- [The task]: Look through the entries for the string "each" and copy every line where it shows up.

- [Input data]:
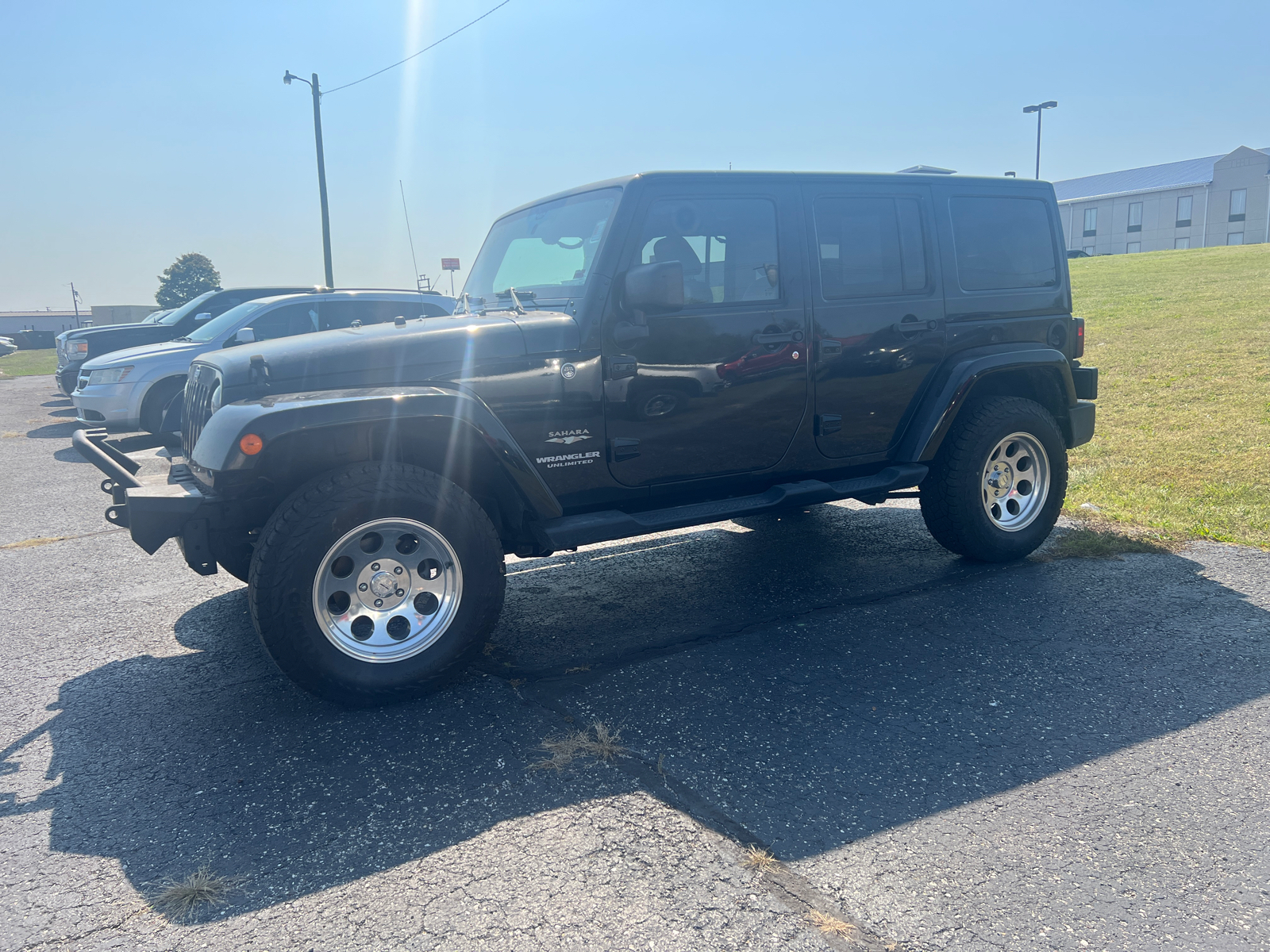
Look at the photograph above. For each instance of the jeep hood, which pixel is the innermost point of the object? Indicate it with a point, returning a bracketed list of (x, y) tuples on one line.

---

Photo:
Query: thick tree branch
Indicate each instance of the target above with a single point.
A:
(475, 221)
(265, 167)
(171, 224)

- [Result]:
Look at the photograph above. For each instance of the jeep hood, which pixel is the innermost point of the object? Indicate it with a point, returning a bracketed list of (x, y) tuples on one line.
Indicate each instance of the target above with a single point.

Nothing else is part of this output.